Supplied passage:

________________

27th President pro tempore of the California State Senate
- In office January 5, 1891 – March 25, 1891
- Preceded by: Stephen M. White
- Succeeded by: R.B. Carpenter

Member of the California State Senate
- In office January 2, 1889 – January 2, 1893
- Preceded by: A.P. Hall
- Succeeded by: Henry C. Gesford
- Constituency: 7th district
- In office January 8, 1883 – January 5, 1885
- Preceded by: Stephen L. Spencer
- Succeeded by: William H. Brown
- Constituency: 23rd district
- In office 1873–1879
- Constituency: 15th district

Member of the California State Assembly
- In office 1873–1875
- Constituency: 23rd district
- In office 1863–1865
- Constituency: 15th district

Personal details
- Born: Thomas Fraser September 6, 1833 Nova Scotia, Canada
- Died: July 1, 1902 (age 68) Sacramento, California, U.S.

________________

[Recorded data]

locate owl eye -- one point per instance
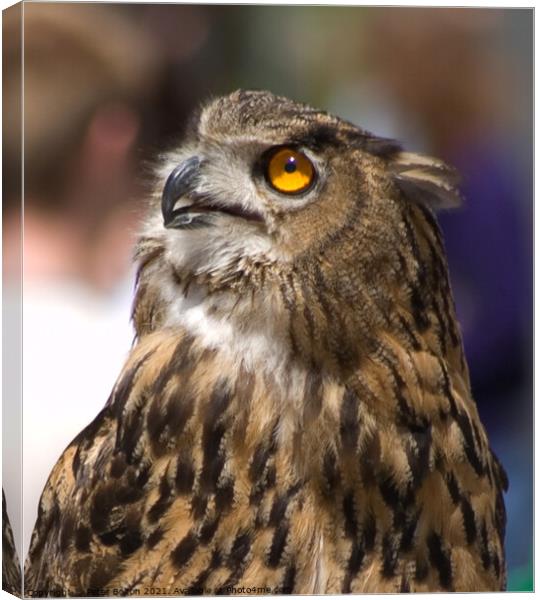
(289, 171)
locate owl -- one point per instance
(296, 414)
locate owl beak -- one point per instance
(179, 183)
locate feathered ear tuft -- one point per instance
(426, 180)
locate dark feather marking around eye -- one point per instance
(381, 147)
(317, 137)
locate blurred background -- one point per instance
(109, 87)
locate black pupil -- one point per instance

________________

Transcribe the California state senator profile verbatim, everything from "Member of the California State Assembly" down to "Sacramento, California, U.S.".

Exercise answer:
Member of the California State Assembly
- In office 1873–1875
- Constituency: 23rd district
- In office 1863–1865
- Constituency: 15th district

Personal details
- Born: Thomas Fraser September 6, 1833 Nova Scotia, Canada
- Died: July 1, 1902 (age 68) Sacramento, California, U.S.